**Exercise requirements**
Your task is to output, without alteration, each line from the one containing "Target: sky" through the final line of the records below.

**Input material**
>>>
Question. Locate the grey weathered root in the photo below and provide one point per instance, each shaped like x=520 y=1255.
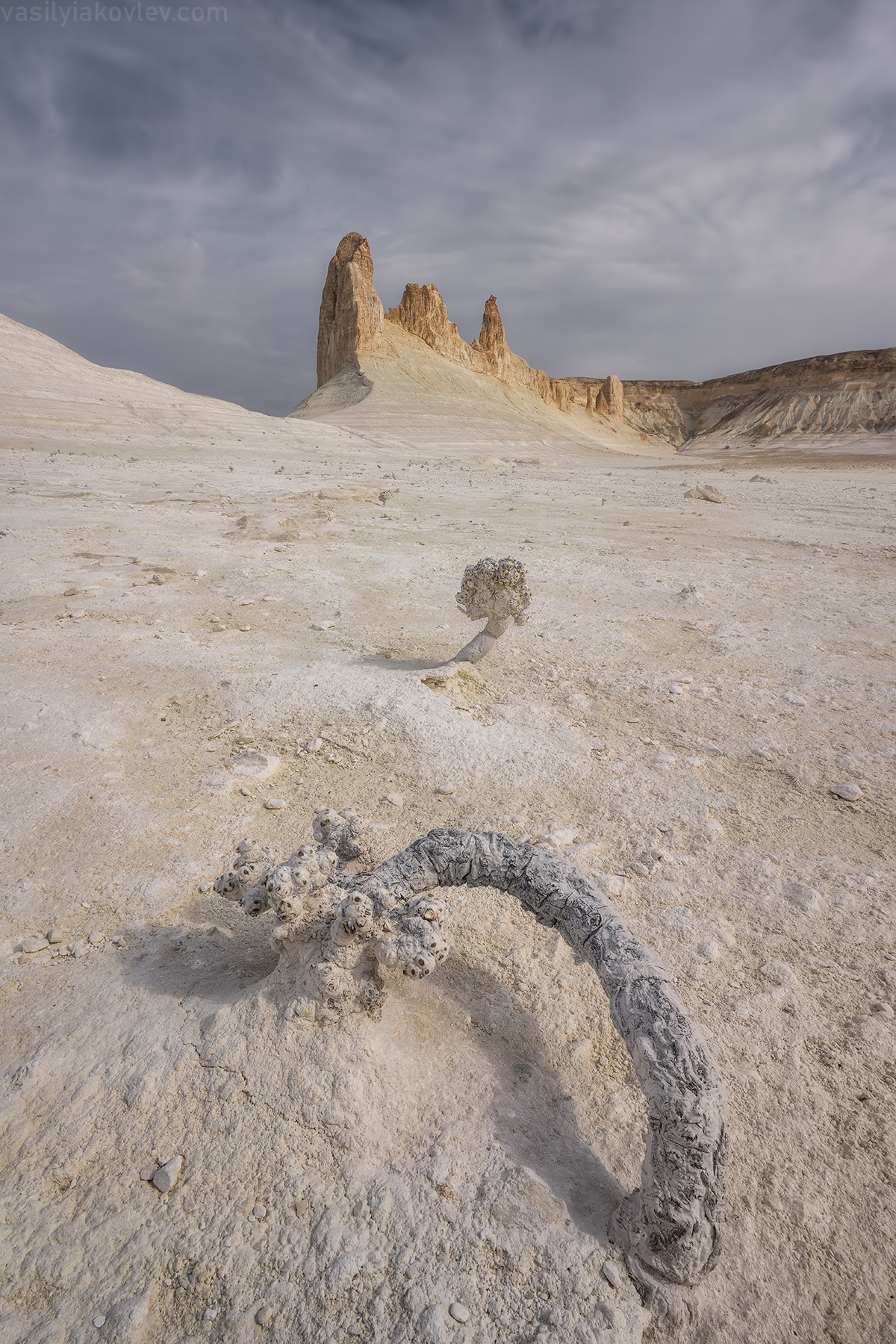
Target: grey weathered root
x=671 y=1226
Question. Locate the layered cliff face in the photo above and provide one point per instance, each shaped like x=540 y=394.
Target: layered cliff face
x=351 y=317
x=849 y=393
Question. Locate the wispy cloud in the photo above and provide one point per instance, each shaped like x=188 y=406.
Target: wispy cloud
x=649 y=188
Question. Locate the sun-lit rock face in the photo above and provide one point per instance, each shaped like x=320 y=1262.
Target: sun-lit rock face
x=351 y=317
x=423 y=314
x=610 y=399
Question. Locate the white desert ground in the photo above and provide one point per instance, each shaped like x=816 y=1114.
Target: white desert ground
x=186 y=582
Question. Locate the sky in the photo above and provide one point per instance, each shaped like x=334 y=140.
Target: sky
x=650 y=188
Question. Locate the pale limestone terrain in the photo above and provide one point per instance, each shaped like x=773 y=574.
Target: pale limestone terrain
x=694 y=679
<<<
**Response area**
Target: sky
x=650 y=188
Question. Locate the pale limestone terrain in the photo above and provide one point per instance, each shaped like x=773 y=574.
Target: pale limestone terrain
x=694 y=679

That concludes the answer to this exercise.